··· ENTRIES SHOWN ···

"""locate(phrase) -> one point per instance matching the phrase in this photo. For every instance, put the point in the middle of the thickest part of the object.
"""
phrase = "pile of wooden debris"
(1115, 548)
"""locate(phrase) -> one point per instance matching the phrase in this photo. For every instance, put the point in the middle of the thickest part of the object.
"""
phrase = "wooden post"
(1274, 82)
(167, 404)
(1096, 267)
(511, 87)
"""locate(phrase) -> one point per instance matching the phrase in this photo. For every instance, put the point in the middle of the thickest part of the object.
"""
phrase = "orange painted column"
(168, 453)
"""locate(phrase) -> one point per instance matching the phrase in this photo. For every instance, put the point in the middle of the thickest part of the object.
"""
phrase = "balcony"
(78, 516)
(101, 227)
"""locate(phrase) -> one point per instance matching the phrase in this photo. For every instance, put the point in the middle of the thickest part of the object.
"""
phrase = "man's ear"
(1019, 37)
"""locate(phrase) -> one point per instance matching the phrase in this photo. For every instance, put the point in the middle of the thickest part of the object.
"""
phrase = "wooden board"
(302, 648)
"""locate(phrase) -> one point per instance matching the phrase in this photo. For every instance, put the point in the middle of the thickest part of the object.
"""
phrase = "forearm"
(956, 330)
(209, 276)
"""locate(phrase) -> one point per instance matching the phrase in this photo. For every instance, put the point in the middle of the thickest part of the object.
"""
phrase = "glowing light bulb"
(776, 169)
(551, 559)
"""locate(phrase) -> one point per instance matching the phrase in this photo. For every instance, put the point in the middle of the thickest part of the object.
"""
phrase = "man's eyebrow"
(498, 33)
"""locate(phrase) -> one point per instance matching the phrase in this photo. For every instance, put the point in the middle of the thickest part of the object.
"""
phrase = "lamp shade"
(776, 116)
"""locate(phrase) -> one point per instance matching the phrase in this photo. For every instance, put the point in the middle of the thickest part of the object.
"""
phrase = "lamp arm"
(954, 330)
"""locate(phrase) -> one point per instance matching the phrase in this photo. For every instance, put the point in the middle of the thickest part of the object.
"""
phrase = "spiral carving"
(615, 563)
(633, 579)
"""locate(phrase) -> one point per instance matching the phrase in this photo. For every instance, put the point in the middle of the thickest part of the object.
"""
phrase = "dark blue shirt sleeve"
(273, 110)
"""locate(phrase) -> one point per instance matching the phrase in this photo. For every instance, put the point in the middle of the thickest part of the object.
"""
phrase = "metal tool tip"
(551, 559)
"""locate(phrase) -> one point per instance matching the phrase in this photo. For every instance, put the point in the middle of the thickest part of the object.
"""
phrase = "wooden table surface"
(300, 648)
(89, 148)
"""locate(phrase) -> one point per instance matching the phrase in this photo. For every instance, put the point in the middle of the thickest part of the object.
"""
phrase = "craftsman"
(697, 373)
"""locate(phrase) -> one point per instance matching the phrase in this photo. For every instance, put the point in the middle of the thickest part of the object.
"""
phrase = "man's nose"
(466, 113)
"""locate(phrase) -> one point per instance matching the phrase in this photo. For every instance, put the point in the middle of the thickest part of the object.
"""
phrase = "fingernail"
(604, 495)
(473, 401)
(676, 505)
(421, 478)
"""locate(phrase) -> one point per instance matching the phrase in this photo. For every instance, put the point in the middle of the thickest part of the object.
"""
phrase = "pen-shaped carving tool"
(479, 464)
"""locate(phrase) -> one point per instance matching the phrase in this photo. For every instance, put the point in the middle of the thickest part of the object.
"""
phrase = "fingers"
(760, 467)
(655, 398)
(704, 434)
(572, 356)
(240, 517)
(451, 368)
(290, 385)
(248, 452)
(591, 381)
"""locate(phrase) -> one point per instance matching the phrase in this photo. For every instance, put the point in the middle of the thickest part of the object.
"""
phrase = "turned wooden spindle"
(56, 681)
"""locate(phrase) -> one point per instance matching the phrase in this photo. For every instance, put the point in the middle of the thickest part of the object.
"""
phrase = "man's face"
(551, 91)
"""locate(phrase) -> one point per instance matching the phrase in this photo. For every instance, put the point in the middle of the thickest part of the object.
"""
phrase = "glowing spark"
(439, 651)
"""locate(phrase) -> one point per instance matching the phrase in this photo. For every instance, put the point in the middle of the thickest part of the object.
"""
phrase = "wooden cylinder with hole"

···

#### AIM OF THE TASK:
Above are some records. Print them all exactly.

#### THE SOLUTION:
"""locate(phrase) -> one point per instance matching the phrase in this photo. For every instance, put the point in the middle of the thickest part of the object.
"""
phrase = "pile of wooden debris"
(1115, 548)
"""locate(phrase) -> one point per instance matching the phrase in this photo. For every instance, put the point in the middle of the thickest part of the object.
"""
phrase = "wooden post"
(1274, 82)
(167, 404)
(1096, 267)
(511, 87)
"""locate(phrase) -> one point per instance matching the phrase in this photo. For every instance, put the point in the middle of the thickest part of the object.
"""
phrase = "orange painted column"
(168, 453)
"""locate(phrase) -> one point per instance matching the phrase in this photo. For every instance, put the point in the middle of the thickest part of the object.
"""
phrase = "balcony"
(78, 516)
(101, 227)
"""locate(phrase) -> one point per instance matching the phrase in this photo. For every instance, put the point in the middle of the thickest part of the object.
"""
phrase = "man's ear"
(1019, 37)
"""locate(phrase) -> one point per instance matching the phrase in this photo. For every instance, put the point in the middle of the thickest part of the object.
"""
phrase = "wooden board"
(302, 648)
"""locate(phrase) -> one point per instance matching the phrase in this photo. For every instance, put the point in the middle of the thickest part of the object.
"""
phrase = "forearm"
(956, 330)
(209, 276)
"""locate(phrase) -> one point per instance matching the phrase in this photo. For every instance, put the point in the middle of the thickest part of the object.
"""
phrase = "glowing light bulb"
(776, 169)
(551, 559)
"""locate(phrase) -> one point per instance matching the phrase in this photo. For every instance, put the point in the middle of the thickest part of the object.
"""
phrase = "man's eyebrow"
(498, 33)
"""locate(phrase) -> one point per instance matching the phrase in this photo. For every instance, put the point in the middle of the thickest part of the object.
"""
phrase = "lamp shade"
(776, 116)
"""locate(phrase) -> one point per instance matching the phrase in this photo. For every instance, put the point in the middle of the thickest part of the object.
"""
phrase = "lamp arm"
(954, 330)
"""locate(phrase) -> one point per instance matching the phrase in this photo. For every instance, put the point in the middle of the thickest part of the object.
"""
phrase = "spiral carving"
(615, 563)
(633, 579)
"""locate(phrase) -> one point per instance matching the phrase in this photo. For every instance, put the point in the middle of the thickest part of the object.
"""
phrase = "dark blue shirt sleeve"
(273, 110)
"""locate(phrase) -> one point per instance matching the phrase in this photo. For every instance, put the point in the middle of the thickest part of the object.
"""
phrase = "metal tool tip"
(551, 559)
"""locate(phrase) -> one point per instance matching the phrase in this photo. For every instance, put the point in the middle of the thickest part of the object.
"""
phrase = "wooden table surface"
(300, 648)
(89, 148)
"""locate(phrase) -> one point per instance matching the phrase in this photo. For every instance, put the point in the middle of the thickest part of the object.
"""
phrase = "craftsman"
(697, 373)
"""locate(phrase) -> one point per instance matching the phrase in this photo. For every instance, put the point in the middle of the thickest part of the object.
"""
phrase = "man's nose"
(466, 113)
"""locate(phrase) -> one point per instance matching the phrase in this photo. For every instance, put the point in the middle of the thickest part of the object.
"""
phrase = "fingernail"
(604, 495)
(473, 401)
(676, 505)
(421, 478)
"""locate(phrase) -> one point per instance matching the phrase in this photo. For every instance, put the point in the middle of the thickest part of the object.
"""
phrase = "pen-shaped carving tool"
(479, 464)
"""locate(phrase) -> one point per instance matching the phrase in this photo. For every instance, put the point in the middle of the thickest part of the object.
"""
phrase = "fingers"
(760, 467)
(655, 398)
(704, 434)
(572, 356)
(240, 517)
(451, 368)
(290, 385)
(248, 452)
(591, 381)
"""locate(phrase) -> one point per instance matching the phrase in this photo. For every instance, put the point in the middle of the thickest part of the object.
"""
phrase = "turned wooden spindle"
(56, 681)
"""locate(phrase) -> one point per instance matching the phrase in this photo. For every instance, put the point in the middle of the thickest part of the object.
"""
phrase = "man's face"
(551, 91)
"""locate(phrase) -> one point per instance matching the phrase in this photo. For every instance, put the point in the middle of the thickest part of the object.
"""
phrase = "glowing spark"
(439, 651)
"""locate(phrase) -> one point per instance matching the phrase in this photo. For every instance, put the point in the middle of the thickest part of the object.
"""
phrase = "wooden cylinder with hole"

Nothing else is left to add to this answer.